START Given data

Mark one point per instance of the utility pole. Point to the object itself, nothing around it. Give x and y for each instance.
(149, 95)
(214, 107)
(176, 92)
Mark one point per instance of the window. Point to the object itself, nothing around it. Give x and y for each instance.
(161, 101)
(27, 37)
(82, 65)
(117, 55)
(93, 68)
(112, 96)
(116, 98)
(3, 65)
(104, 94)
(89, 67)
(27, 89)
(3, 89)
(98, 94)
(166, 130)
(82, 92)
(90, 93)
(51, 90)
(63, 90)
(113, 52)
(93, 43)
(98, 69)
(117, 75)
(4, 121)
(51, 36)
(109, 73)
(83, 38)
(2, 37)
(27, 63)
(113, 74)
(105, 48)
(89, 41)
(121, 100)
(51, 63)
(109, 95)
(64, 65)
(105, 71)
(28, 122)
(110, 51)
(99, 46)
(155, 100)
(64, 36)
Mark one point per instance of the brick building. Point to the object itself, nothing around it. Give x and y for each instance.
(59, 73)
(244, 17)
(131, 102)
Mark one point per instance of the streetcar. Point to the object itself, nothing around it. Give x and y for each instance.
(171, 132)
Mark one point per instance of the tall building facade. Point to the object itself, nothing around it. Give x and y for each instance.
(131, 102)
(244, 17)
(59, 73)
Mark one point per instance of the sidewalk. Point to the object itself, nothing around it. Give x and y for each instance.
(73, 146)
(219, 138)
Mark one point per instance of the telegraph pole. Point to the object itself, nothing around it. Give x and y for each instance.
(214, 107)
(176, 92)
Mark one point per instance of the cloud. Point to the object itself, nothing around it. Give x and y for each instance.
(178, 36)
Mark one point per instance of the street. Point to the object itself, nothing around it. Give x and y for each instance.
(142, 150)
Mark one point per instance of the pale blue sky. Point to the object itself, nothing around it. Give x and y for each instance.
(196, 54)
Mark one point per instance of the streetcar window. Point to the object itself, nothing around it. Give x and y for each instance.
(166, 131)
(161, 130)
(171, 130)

END Given data

## Problem details:
With nothing left out, transcribe the records above exactly.

## Output for this exercise:
Mark one point per instance of the utility pole. Point to the object itself, nothing around it. Give x and y for each instance.
(149, 95)
(214, 107)
(176, 92)
Mark one point per instance of the window. Point to the object itself, nothing around it. Give x and y for each instance.
(161, 101)
(27, 37)
(82, 65)
(117, 55)
(93, 68)
(112, 96)
(116, 98)
(3, 65)
(104, 94)
(89, 67)
(27, 89)
(3, 89)
(98, 94)
(166, 130)
(82, 92)
(90, 93)
(51, 90)
(63, 90)
(113, 52)
(93, 43)
(98, 69)
(117, 75)
(4, 121)
(51, 36)
(109, 73)
(83, 38)
(2, 37)
(27, 63)
(113, 74)
(105, 48)
(89, 41)
(121, 100)
(51, 63)
(109, 95)
(64, 65)
(105, 71)
(28, 122)
(110, 51)
(99, 46)
(155, 100)
(64, 36)
Mark one point per instance of the brick building. Point to the object itself, nothing around it. Give x and y for each instance.
(59, 73)
(244, 17)
(131, 102)
Mark one point per instance of the streetcar. Point to the object itself, nothing around it. Give x and y for each instance.
(171, 132)
Mark one point per instance of the tall building facade. Point to the object itself, nothing around it. Give x and y for each instance.
(131, 102)
(244, 17)
(59, 73)
Mark one point per instance of the sidewalk. Point to the object itself, nothing around it. Give x and y for each instance.
(73, 146)
(219, 138)
Mark one point per instance of the telegraph pole. Point to the object itself, nothing around it. Give x and y for each instance.
(214, 107)
(176, 92)
Mark one point per instance of the cloud. Point to the object itself, nothing around it. Give x and y for each instance.
(178, 36)
Mark one point per instance of the street. Point to the object itself, nothing around it. Give x and y for each instance.
(142, 150)
Mark one point per instance of the pale blue sky. Point to the object itself, nothing around it. Give x and y for each instance.
(196, 54)
Mark one point per instance of the streetcar window. Point to the object itself, nothing around it. Give x and y for each instance.
(166, 131)
(161, 130)
(171, 130)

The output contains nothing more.